» **What is required**
Write out the entries below once more, exactly, with the pictures left out.

******************************

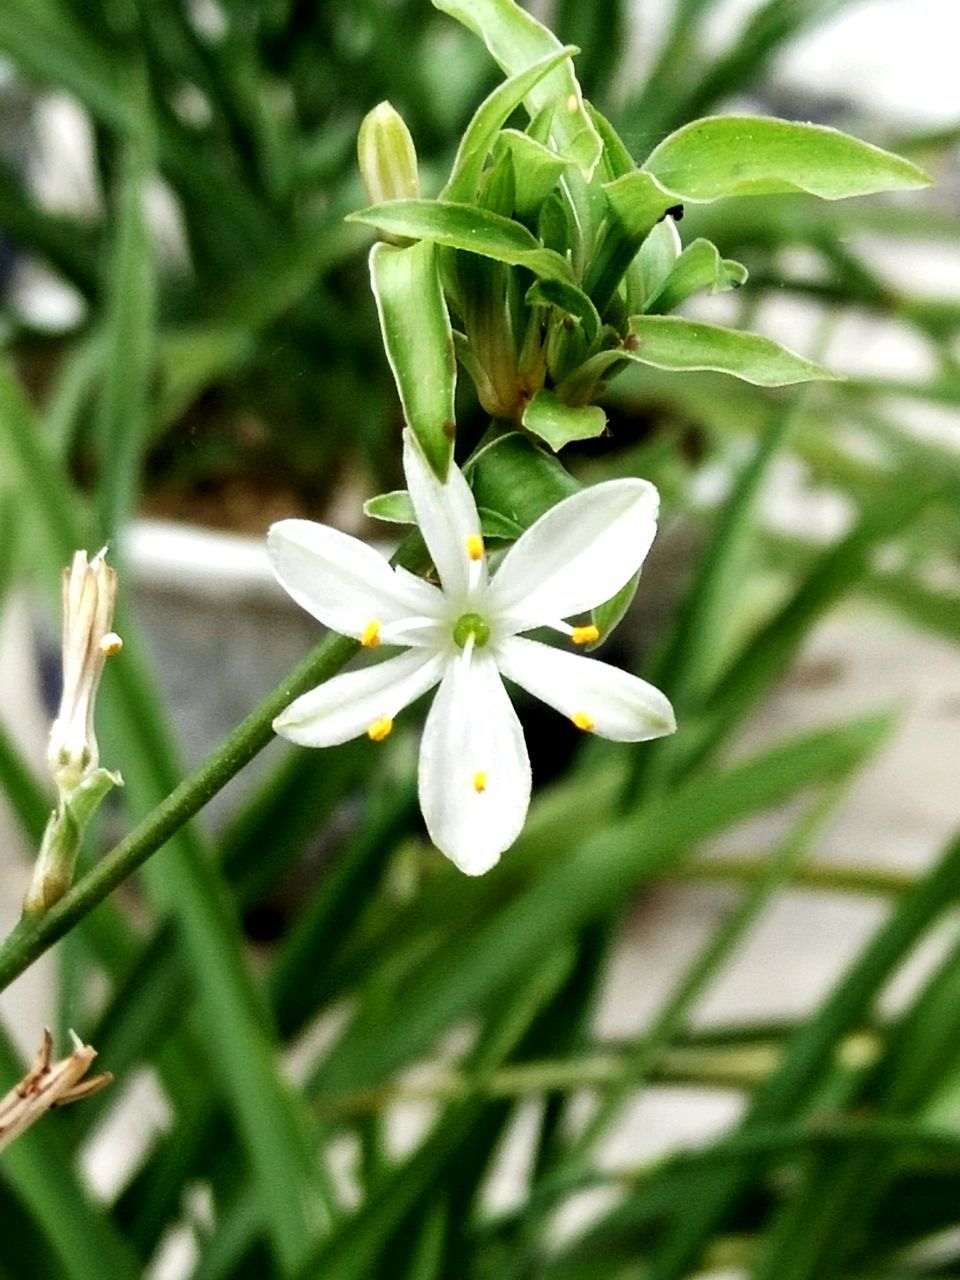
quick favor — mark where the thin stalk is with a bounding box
[566,788,847,1165]
[0,630,357,995]
[669,853,917,898]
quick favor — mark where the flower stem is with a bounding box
[0,631,358,996]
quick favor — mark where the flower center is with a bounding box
[452,612,491,649]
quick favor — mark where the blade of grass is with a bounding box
[95,69,156,542]
[640,827,960,1280]
[309,711,892,1102]
[0,362,347,1268]
[675,470,943,780]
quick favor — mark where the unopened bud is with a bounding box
[358,101,420,218]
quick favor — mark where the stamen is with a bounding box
[99,632,123,656]
[466,534,484,562]
[571,625,600,646]
[367,717,393,742]
[571,711,595,732]
[472,771,487,793]
[361,620,382,648]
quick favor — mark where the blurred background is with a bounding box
[1,2,959,1278]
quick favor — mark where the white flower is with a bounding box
[268,433,675,875]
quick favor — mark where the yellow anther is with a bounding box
[571,624,600,646]
[361,620,382,648]
[99,632,123,656]
[466,534,484,562]
[367,717,393,742]
[571,711,595,733]
[472,771,487,794]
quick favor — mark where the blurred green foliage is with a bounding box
[0,2,959,1280]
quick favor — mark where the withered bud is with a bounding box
[46,549,119,795]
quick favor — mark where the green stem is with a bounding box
[669,852,916,898]
[0,630,357,995]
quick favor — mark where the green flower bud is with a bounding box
[358,102,420,234]
[24,767,122,916]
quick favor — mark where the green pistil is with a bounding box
[452,612,491,649]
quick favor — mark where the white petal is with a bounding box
[274,649,445,747]
[402,430,483,604]
[489,479,660,631]
[497,636,675,742]
[268,519,444,641]
[418,651,531,875]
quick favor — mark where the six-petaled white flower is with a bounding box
[268,432,675,875]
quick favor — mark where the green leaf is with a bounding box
[364,489,523,540]
[350,200,574,285]
[156,325,255,427]
[370,240,457,478]
[624,316,837,385]
[525,275,602,343]
[584,103,636,180]
[584,170,680,313]
[0,364,336,1271]
[589,570,640,649]
[521,387,607,450]
[644,237,748,313]
[364,489,416,524]
[477,506,525,539]
[603,169,680,230]
[644,115,931,202]
[433,0,602,178]
[311,713,893,1101]
[468,431,581,530]
[95,73,156,541]
[442,46,578,202]
[493,128,568,217]
[635,217,681,310]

******************************

» **Exercise output**
quick favor — mark where the thin stalk is with a bounding box
[566,788,847,1165]
[0,630,357,995]
[669,853,917,898]
quick favor — mark where the flower stem is with a bounding box
[0,631,358,996]
quick favor — mark where the flower center is with a bounding box
[452,612,491,649]
quick favor — mark where the blade of grass is with a bounding box
[95,69,156,542]
[640,827,960,1280]
[309,711,892,1102]
[0,362,347,1268]
[675,470,943,780]
quick favor — mark where the unopened bud is with a bounding box
[358,101,420,218]
quick favor — mark where the stamen is with a bounding box
[99,632,123,656]
[466,534,484,562]
[571,625,600,646]
[367,717,393,742]
[571,711,595,732]
[472,771,487,793]
[361,620,382,648]
quick favor — mark where the blurred background is with a bounding box
[1,2,959,1278]
quick favor — mark where the white flower is with a bounding box
[268,433,675,875]
quick favor — mark where the yellow anther is with a bounding box
[571,624,600,646]
[361,620,382,648]
[99,632,123,656]
[466,534,484,562]
[367,717,393,742]
[571,711,595,733]
[472,771,487,794]
quick favor — mark where the blurred green foliage is with a bounding box
[0,2,959,1280]
quick favor — mark where the withered bud is with a bounding box
[46,549,119,795]
quick favor — mark where the green stem is with a bounding box
[669,852,916,898]
[0,630,357,995]
quick favor — mark where the green flower bud is with a bounding box
[358,102,420,234]
[24,767,122,916]
quick favor — mark where the green pistil is with a bounding box
[452,612,491,649]
quick favor — mark where the white petal is with a bounding box
[274,649,445,747]
[402,430,483,604]
[489,479,660,631]
[497,636,675,742]
[268,519,444,641]
[418,651,531,875]
quick favor — mark where the six-petaled white flower is with a bounding box
[268,432,675,875]
quick favor — mark where the green leaf is with a bounding box
[364,489,523,540]
[350,200,574,285]
[156,325,255,427]
[370,240,457,478]
[624,316,837,385]
[525,275,602,343]
[584,103,636,180]
[584,170,680,313]
[0,364,336,1271]
[589,570,640,649]
[521,387,607,450]
[644,237,748,313]
[364,489,416,524]
[477,506,525,539]
[603,169,680,230]
[644,115,931,202]
[433,0,602,178]
[311,713,893,1101]
[468,431,581,530]
[95,73,156,541]
[442,46,578,202]
[493,128,568,217]
[635,217,681,310]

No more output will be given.